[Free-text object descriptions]
>>

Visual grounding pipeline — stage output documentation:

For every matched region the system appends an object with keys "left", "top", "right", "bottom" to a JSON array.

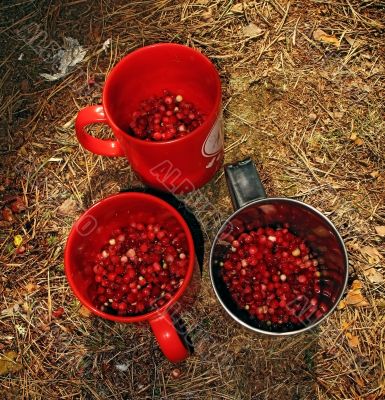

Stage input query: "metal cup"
[{"left": 209, "top": 158, "right": 348, "bottom": 335}]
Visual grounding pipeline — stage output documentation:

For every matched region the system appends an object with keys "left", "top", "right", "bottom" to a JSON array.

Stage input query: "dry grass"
[{"left": 0, "top": 0, "right": 384, "bottom": 399}]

<<

**Directions for this task**.
Only an exact, picture-free copy of the entries counts as the answer.

**Answer to this task**.
Visual grounding pipeline — stage output documentation:

For every matched region the system appends an object with keys "left", "top", "right", "bottom" to a JSON array.


Stage input query: "metal cup"
[{"left": 209, "top": 158, "right": 348, "bottom": 335}]
Visual grounding pipeline — stage output documentation:

For every matched region the system appends an object with keys "left", "top", "right", "bottom" to a JSON array.

Stage input query: "dry grass"
[{"left": 0, "top": 0, "right": 384, "bottom": 399}]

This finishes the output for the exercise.